What the exercise asks =>
Copy out the entries exactly, from the first line to the last.

Material for this exercise =>
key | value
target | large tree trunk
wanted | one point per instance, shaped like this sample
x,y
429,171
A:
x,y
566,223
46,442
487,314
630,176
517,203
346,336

Your response =>
key | value
target | large tree trunk
wanted | one point per instance, shaped like this sample
x,y
429,171
A:
x,y
566,223
46,442
487,314
630,176
517,203
346,336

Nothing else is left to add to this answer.